_Data extract_:
──────────

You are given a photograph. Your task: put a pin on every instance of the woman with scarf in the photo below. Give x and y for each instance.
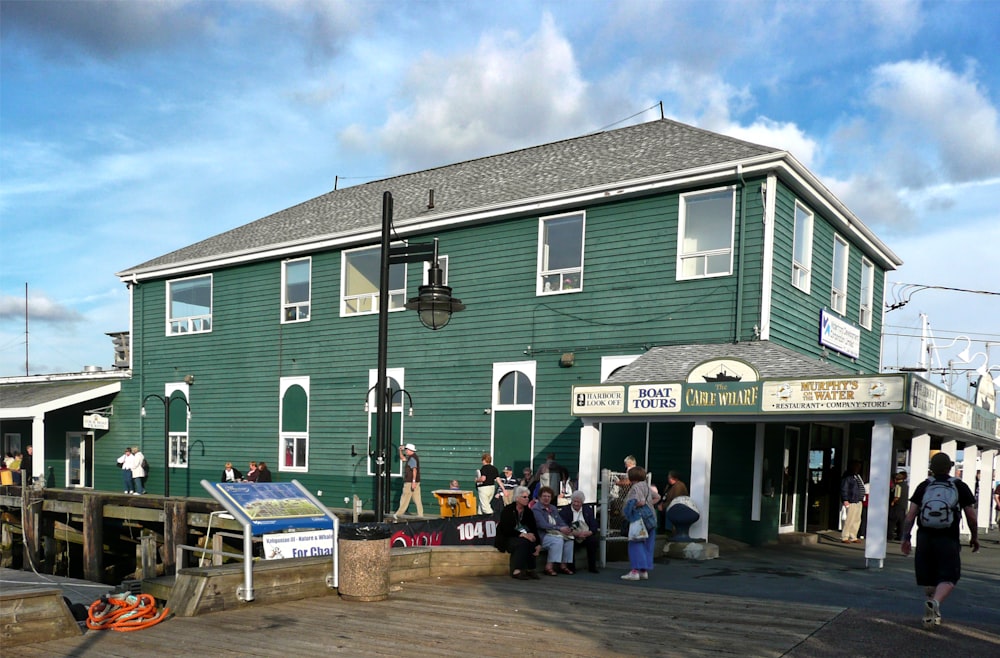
(517, 534)
(639, 506)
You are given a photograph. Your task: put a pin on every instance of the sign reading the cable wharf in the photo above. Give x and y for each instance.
(842, 394)
(722, 397)
(598, 400)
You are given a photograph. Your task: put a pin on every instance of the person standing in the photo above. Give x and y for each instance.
(935, 507)
(230, 474)
(852, 493)
(581, 520)
(486, 484)
(996, 501)
(27, 465)
(508, 482)
(138, 471)
(126, 461)
(639, 506)
(411, 481)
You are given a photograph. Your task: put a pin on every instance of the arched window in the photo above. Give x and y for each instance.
(294, 435)
(515, 388)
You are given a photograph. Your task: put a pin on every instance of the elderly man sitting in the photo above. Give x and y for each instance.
(556, 535)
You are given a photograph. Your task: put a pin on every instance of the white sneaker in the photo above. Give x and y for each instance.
(932, 613)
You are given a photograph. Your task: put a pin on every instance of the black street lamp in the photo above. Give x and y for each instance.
(166, 401)
(433, 303)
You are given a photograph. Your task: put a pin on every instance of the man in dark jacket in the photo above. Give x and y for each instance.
(938, 561)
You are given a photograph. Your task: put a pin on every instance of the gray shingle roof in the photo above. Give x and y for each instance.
(30, 394)
(604, 158)
(673, 363)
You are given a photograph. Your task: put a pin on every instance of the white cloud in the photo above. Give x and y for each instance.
(939, 117)
(508, 93)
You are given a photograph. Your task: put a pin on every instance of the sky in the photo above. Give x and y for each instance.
(130, 129)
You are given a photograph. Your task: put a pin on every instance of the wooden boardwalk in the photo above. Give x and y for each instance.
(564, 616)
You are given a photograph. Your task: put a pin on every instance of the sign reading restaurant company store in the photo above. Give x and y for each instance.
(864, 393)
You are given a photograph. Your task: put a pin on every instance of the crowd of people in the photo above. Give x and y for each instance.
(256, 472)
(533, 522)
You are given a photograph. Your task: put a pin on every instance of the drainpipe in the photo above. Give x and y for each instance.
(739, 273)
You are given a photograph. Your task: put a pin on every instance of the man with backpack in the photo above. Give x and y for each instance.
(935, 506)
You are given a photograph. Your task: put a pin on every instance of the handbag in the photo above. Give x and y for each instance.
(637, 531)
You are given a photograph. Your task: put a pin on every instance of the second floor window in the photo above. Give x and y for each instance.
(295, 289)
(560, 254)
(867, 293)
(705, 245)
(838, 291)
(360, 282)
(189, 305)
(802, 249)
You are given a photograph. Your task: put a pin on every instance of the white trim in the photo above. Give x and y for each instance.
(842, 290)
(682, 231)
(781, 162)
(168, 319)
(542, 254)
(767, 277)
(282, 304)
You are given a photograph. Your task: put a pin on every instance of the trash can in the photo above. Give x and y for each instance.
(364, 561)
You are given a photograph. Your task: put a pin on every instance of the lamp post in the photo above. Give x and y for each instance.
(435, 306)
(166, 401)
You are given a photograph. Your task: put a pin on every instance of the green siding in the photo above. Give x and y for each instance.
(630, 300)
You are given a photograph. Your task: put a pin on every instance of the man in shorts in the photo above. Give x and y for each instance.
(938, 561)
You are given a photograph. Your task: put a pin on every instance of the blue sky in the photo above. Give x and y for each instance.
(130, 129)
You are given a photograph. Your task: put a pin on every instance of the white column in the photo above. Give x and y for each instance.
(37, 446)
(950, 448)
(701, 476)
(880, 474)
(985, 512)
(590, 459)
(970, 466)
(758, 472)
(920, 459)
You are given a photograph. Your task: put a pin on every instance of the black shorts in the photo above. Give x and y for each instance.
(938, 560)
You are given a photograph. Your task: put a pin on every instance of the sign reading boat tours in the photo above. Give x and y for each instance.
(846, 394)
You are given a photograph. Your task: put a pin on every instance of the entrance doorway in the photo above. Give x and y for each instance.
(826, 463)
(79, 466)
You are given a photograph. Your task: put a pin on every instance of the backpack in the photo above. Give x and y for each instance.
(939, 507)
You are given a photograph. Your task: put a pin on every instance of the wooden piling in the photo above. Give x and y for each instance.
(93, 538)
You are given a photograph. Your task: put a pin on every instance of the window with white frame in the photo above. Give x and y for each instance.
(560, 254)
(867, 293)
(296, 289)
(394, 387)
(294, 434)
(705, 243)
(189, 305)
(180, 415)
(360, 273)
(838, 291)
(802, 248)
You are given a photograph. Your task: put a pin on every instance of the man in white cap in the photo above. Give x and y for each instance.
(935, 506)
(411, 481)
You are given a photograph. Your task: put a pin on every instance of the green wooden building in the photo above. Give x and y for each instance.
(626, 256)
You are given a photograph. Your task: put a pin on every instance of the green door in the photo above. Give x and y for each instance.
(512, 439)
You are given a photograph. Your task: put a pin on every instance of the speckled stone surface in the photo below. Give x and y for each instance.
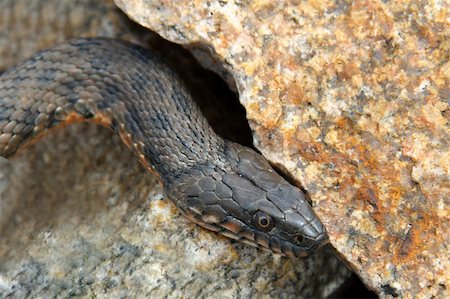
(352, 99)
(79, 216)
(89, 221)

──────────

_Stated goal_: Reproduce the listing in full with every occurrence of "pin" changed to "marker" and everything else left unchanged. Omit the pictures from your answer.

_Result of the task_:
You are given a photograph. Your task: put a marker on every instance of the woman with scarf in the photo below. Give x and y for each instance.
(517, 534)
(639, 506)
You are given a photograph. Your task: put a marker on every instance of the sign reading the cable wharf in the photo above. Give x and y for each instance.
(842, 394)
(722, 397)
(598, 400)
You are given a photograph. Your task: put a marker on every instance of the person standing in the photo above. Give x and y for each instance.
(935, 507)
(230, 474)
(852, 493)
(581, 520)
(486, 484)
(996, 501)
(27, 465)
(508, 482)
(138, 471)
(126, 461)
(639, 506)
(411, 481)
You are given a photograph. Your task: put a marker on every instance of the arched window in the photo above. Give x and y for each instance.
(294, 435)
(515, 388)
You are given a photograph. Your task: put a marker on every instance of the elderly man sitting in the photo above. Give x and y for each instance.
(556, 535)
You are given a photograph. Your task: put a marker on every instance of the white sneaker in the photo above. Give x and y for each instance.
(932, 613)
You are given a photograph. Your task: put a marker on every instance of the black street lamp in the photo above. Give x and y for each instance.
(166, 401)
(433, 303)
You are given a photograph. Your task: put a marker on every instance of the man in dark jacket in the photo above. Give x and y for each instance.
(938, 561)
You are given a photograph. Your task: put a marker on every instance of the gray shingle roof in the photo above. Give x and y for each instance.
(30, 394)
(604, 158)
(673, 363)
You are given a photograph. Your task: put a marker on every instance of the white cloud in the photo above. Give x and y for each instance.
(939, 117)
(508, 93)
You are given a photograph. Your task: put a marker on every instance of the sky in the photo above. Give x and y for each instance.
(130, 129)
You are given a photograph. Your task: put a marker on every instance of the wooden boardwalk in the photo above. Give x and y for each instance.
(564, 616)
You are given a photograph. Your task: put a marker on every instance of the sign reading restaurant company store in the photo above. Give x and y for each instance.
(864, 393)
You are given a photograph. Your task: put a marker on every instance of the crowd of people in the photo above. Give x and y for each instance.
(256, 472)
(533, 522)
You are given a photograph. Your task: put a marker on every instance of the drainpipe in the photo above. Give x and y for each instance.
(739, 273)
You are given a photograph. Your task: put a marker on every instance of the man with backpack in the photo above. Give x and y for each instance.
(935, 506)
You are given a photograph. Your task: put a marker on every instance of the handbag in the photo above. Give x and y for each instance.
(637, 531)
You are given a photograph. Your task: put a marker on every instance of the second floor window in the photo above. Give x and y for each instance.
(295, 289)
(560, 254)
(867, 293)
(705, 245)
(838, 291)
(360, 282)
(189, 305)
(802, 249)
You are given a photograph. Your task: put a marker on every instance of the white trim in the photo above. Give x and y for each instance.
(842, 290)
(682, 231)
(781, 162)
(168, 319)
(542, 254)
(767, 277)
(282, 304)
You are given a photograph. Your task: put a marker on every instance of the trash can in the photo above. Give x and y for each instance.
(364, 561)
You are given a photograph. Your task: put a marker on every instance of the lamp post in the photo above. Give x and y for each instance.
(435, 306)
(166, 401)
You are given a photograph. Your task: put a marker on every instance of the green siding in the photo above. Give x and y for each instance.
(630, 300)
You are given a photograph. Your task: put a marker on every instance of the man in shorts in the photo above. Give x and y for each instance.
(938, 561)
You are given a photograph. Your task: put a marker on every instance of the blue sky in the photo above. Give x and y for each instance.
(130, 129)
You are given a photograph. Your task: put a marker on every instance of the white column in the photo above. Give x and y for each instance.
(37, 446)
(950, 448)
(701, 476)
(880, 474)
(985, 512)
(590, 459)
(970, 466)
(758, 472)
(920, 459)
You are given a photograph. Your task: put a marker on every instance of the black shorts in the photo above. Give x and y for each instance.
(938, 560)
You are given a photograph. Your task: put a marker on every instance of the sign reading boat tours in the photo above. Give x and y for each instance.
(846, 394)
You are given a photograph. Your task: put a marker on every instance of the entrance doorway in the photo above. Give x and y for each instance.
(826, 463)
(79, 466)
You are given a photograph. Your task: put a marker on every instance of the backpack in the photo above. Give x and y for each instance.
(939, 507)
You are given a photograph. Your task: put a marker on every instance of the wooden piling in the photo above. Give x and y for each instance.
(93, 538)
You are given a photograph. Your task: put a marker on every instance of the window with white frame in the photo above. Give x and y for each instance.
(560, 254)
(867, 293)
(296, 289)
(394, 387)
(294, 434)
(705, 243)
(189, 305)
(180, 415)
(360, 273)
(838, 291)
(802, 248)
You are given a photograph. Your task: put a marker on every instance of the man in white cap in the photo above. Give x and y for each instance.
(935, 506)
(411, 481)
You are given a photograph. Your task: put a marker on every instance of the green wooden building in the photo above. Give x and y for each instance.
(626, 256)
You are given a photograph. Your task: put a marker on every instance of the green door in the photo above. Give x and y for each instance.
(512, 439)
You are given a photograph. Your task: put a marker on every instance of the speckled stone surface in the photo below. Give x and y for each instance.
(352, 99)
(79, 216)
(89, 221)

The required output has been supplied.